**Short task**.
Convert the records below into a two-column CSV with the headers instruction and answer, one row per record. Enclose each value in double quotes and replace any line breaks inside it with spaces.

Recorded data
________________
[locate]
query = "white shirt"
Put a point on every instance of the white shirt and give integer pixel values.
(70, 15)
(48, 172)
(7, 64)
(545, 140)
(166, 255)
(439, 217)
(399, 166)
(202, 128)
________________
**Full output**.
instruction,answer
"[locate] query = ""white shirt"" Put a point on every instance of the white shirt and give integer pixel values.","(70, 15) (48, 172) (7, 64) (545, 140) (166, 255) (439, 217) (399, 166) (202, 128)"